■ **Aim of the task**
Please copy every line of the records below that holds the word "pair".

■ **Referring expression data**
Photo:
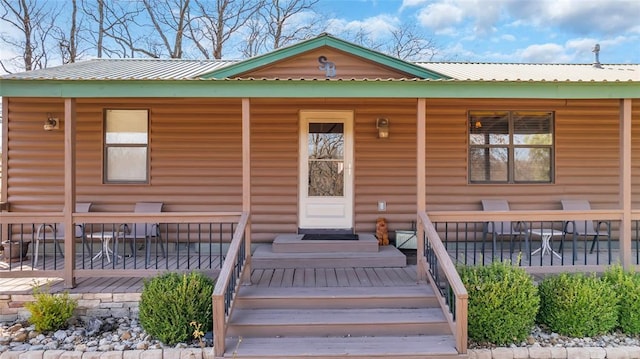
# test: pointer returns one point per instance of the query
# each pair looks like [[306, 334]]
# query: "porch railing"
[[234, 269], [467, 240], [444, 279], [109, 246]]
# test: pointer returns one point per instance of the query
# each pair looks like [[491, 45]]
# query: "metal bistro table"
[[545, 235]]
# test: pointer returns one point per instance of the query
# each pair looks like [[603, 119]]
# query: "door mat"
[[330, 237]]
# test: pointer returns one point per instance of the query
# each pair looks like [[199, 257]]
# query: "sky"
==
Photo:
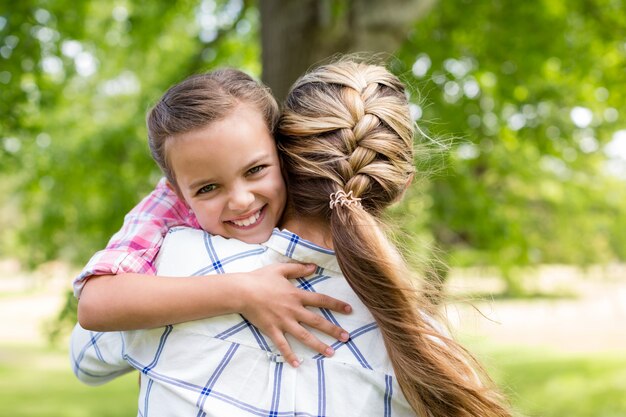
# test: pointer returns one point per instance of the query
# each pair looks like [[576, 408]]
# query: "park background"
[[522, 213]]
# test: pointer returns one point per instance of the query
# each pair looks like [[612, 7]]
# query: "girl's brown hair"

■ **Answer section**
# each pair looks like [[306, 334]]
# each pair looks like [[491, 45]]
# each pair looks like [[603, 119]]
# each pair looks like [[199, 257]]
# each pair looks like [[576, 408]]
# each pair looks like [[612, 7]]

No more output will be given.